[THE EXERCISE] Return only the lines starting at the line that contains "# test: identify the white" and ending with the final line of the listing; include both endpoints.

[LISTED RECORDS]
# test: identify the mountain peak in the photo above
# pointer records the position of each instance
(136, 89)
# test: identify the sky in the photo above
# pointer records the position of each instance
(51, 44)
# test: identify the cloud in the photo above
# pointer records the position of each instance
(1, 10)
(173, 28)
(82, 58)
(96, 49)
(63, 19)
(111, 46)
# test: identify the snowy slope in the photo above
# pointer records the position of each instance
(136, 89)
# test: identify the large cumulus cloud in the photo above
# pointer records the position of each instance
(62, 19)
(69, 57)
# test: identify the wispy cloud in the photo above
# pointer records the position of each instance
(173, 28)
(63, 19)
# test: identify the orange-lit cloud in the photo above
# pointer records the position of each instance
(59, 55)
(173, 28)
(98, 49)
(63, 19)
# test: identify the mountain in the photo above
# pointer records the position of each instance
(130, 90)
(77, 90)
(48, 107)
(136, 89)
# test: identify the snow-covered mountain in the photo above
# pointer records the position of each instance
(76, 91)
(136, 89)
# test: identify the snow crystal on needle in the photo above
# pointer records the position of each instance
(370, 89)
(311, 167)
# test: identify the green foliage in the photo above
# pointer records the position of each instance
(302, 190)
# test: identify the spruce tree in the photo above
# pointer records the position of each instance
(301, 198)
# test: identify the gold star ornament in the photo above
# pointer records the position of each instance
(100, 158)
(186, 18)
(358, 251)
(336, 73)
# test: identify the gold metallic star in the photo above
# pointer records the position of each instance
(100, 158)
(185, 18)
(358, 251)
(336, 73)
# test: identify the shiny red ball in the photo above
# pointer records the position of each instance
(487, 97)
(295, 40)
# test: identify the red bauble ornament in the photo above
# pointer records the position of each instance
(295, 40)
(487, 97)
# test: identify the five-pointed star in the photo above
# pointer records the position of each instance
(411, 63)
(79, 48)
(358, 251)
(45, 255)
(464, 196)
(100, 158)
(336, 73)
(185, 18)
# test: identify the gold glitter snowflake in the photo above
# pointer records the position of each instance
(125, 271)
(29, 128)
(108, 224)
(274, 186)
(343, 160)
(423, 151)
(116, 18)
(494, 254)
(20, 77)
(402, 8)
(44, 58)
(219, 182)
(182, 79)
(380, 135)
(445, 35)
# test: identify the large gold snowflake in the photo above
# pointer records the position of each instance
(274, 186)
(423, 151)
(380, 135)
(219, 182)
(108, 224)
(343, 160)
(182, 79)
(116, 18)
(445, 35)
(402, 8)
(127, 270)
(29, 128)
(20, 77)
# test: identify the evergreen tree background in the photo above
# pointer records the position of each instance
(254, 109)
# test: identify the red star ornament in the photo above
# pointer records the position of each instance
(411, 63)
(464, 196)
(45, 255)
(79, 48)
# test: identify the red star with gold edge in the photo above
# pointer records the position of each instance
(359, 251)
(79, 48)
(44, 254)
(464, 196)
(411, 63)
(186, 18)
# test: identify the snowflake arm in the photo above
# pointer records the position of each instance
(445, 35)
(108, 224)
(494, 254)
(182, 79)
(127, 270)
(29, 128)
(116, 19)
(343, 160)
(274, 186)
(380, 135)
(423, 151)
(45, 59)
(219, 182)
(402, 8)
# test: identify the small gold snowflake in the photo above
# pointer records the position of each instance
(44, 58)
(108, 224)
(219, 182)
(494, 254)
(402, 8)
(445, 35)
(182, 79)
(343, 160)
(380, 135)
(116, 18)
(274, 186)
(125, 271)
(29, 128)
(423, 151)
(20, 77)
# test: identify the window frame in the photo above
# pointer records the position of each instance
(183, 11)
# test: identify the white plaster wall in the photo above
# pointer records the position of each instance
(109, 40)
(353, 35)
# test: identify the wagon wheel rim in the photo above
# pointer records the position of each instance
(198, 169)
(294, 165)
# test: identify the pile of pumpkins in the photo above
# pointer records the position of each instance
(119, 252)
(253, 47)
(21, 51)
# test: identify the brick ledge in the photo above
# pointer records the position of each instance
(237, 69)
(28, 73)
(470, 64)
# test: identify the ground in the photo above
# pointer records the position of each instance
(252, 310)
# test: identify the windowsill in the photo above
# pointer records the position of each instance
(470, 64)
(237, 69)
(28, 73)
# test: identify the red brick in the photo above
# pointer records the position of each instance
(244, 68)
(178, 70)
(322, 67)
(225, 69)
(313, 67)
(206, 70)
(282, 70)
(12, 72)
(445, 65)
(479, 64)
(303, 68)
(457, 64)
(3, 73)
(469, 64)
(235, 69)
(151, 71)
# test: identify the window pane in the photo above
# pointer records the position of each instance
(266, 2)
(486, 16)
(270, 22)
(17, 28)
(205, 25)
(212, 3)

[SOLUTION FOR THIS TASK]
# test: identify the white plaster wall in the photo above
# pointer records the position of each instance
(109, 40)
(353, 35)
# test: identify the wagon wheel rim in the photo above
# pointer records the position of each instance
(198, 169)
(294, 165)
# test: identify the pile of pumpkins in the photo above
# pointer records the position of each instance
(119, 252)
(253, 47)
(21, 51)
# test: identify the brick ledge in the photo above
# pointer records the position of each instance
(237, 69)
(28, 73)
(470, 64)
# test: identify the ground in the photo above
# pointer records the position of each instance
(252, 310)
# test: identify the windowsill in the photo above
# pointer records the position of each instance
(470, 64)
(237, 69)
(28, 73)
# test: identify the red brick in the photo above
# pointer records the position of each instance
(244, 68)
(178, 70)
(322, 67)
(225, 69)
(313, 67)
(206, 70)
(282, 70)
(12, 72)
(445, 65)
(479, 64)
(303, 68)
(457, 64)
(3, 73)
(469, 64)
(235, 69)
(151, 71)
# test: identify the window pane in the photo above
# pointer records the position of each instance
(266, 2)
(486, 16)
(270, 22)
(17, 28)
(205, 25)
(212, 3)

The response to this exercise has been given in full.